=== Task details ===
Arrange the lines below as a numbered list, skipping any blank lines. Leave the pictures out of your answer.

(Data records)
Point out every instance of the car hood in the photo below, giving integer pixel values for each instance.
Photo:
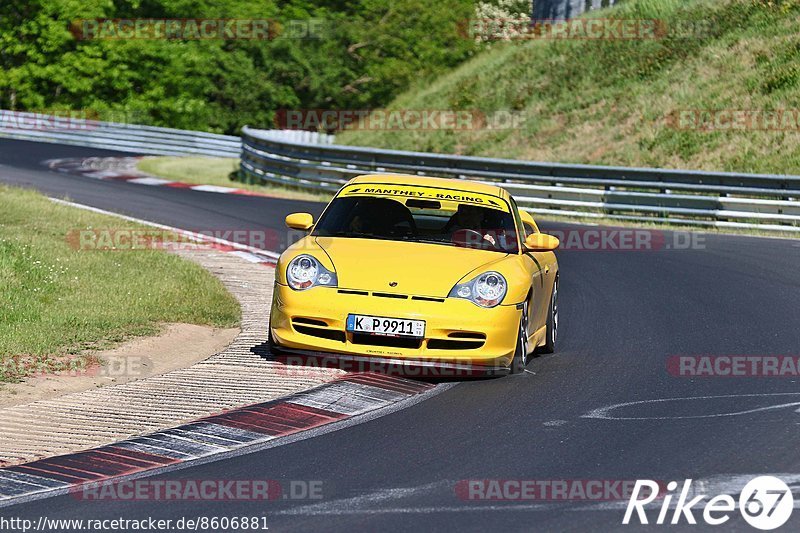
(416, 268)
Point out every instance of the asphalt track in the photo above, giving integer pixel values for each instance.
(623, 314)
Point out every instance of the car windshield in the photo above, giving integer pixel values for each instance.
(421, 214)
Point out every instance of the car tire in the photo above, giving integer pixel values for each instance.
(551, 335)
(521, 353)
(274, 349)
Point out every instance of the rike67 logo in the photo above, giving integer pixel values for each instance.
(765, 503)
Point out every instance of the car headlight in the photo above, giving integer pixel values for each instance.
(305, 272)
(486, 290)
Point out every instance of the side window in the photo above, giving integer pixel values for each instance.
(522, 231)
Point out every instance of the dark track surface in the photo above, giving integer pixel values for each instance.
(623, 314)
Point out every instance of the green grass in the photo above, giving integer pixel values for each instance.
(58, 302)
(217, 171)
(609, 102)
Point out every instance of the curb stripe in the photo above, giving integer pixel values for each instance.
(230, 430)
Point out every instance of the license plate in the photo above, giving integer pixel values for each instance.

=== Result of this exercise ===
1. Point out every instance of the car hood in the photo below, giving integer pixel values for each instance.
2. Photo:
3. (416, 268)
4. Point out every instance of the asphalt track in the photo above, giving integer pixel values for each instance.
5. (623, 314)
6. Point out every instance of the car windshield in the photo above, giving integer pixel values for each instance.
7. (421, 214)
8. Point out every instance of the car tire in the photo above, giving integer pixel values for each instance.
9. (551, 335)
10. (521, 353)
11. (274, 349)
12. Point out every instance of the rike67 logo in the photo above, giving integer pixel values for each instance.
13. (765, 503)
14. Point out every instance of the car headlight in the photo above, giving integer pixel values for each instance.
15. (305, 272)
16. (486, 290)
17. Point out every instance of the side window in the photo above, giving integer pixel values for each instance.
18. (522, 231)
19. Point out every instance of the dark track surface in the photo above, giving integer pixel values for each instance.
20. (623, 314)
21. Point out every instance of the green grass in the photo above, giving integer pixel values for each instance.
22. (58, 302)
23. (217, 171)
24. (609, 102)
25. Point out every instance of the curb stripe in the photo above, giving integer pixel values for each instance.
26. (230, 430)
27. Point out every instance of the license plate in the photo above, giving integer pixel values for each instance.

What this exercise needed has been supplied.